**Collection entries**
==*==

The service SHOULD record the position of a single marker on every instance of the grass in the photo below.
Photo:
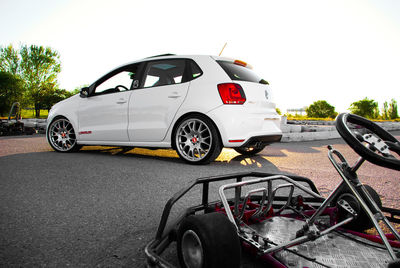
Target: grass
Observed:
(304, 117)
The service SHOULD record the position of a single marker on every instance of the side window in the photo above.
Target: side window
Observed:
(164, 72)
(118, 82)
(195, 70)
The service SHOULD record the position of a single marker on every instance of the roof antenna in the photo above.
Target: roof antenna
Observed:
(223, 48)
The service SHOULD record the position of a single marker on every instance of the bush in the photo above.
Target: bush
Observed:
(365, 108)
(321, 109)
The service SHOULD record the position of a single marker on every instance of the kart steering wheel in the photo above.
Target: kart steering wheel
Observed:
(369, 140)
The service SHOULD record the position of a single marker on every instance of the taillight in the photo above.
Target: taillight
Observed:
(231, 93)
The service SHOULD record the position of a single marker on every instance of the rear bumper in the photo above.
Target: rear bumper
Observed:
(262, 140)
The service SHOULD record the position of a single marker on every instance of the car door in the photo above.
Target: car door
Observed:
(103, 115)
(153, 106)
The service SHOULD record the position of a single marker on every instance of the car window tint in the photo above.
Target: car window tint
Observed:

==*==

**Exercise brief**
Whenever a line above includes the string "bush", copy it.

**Response to the exercise**
The service SHOULD record the position of a single marker on every instance of the bush in the photo above.
Target: bush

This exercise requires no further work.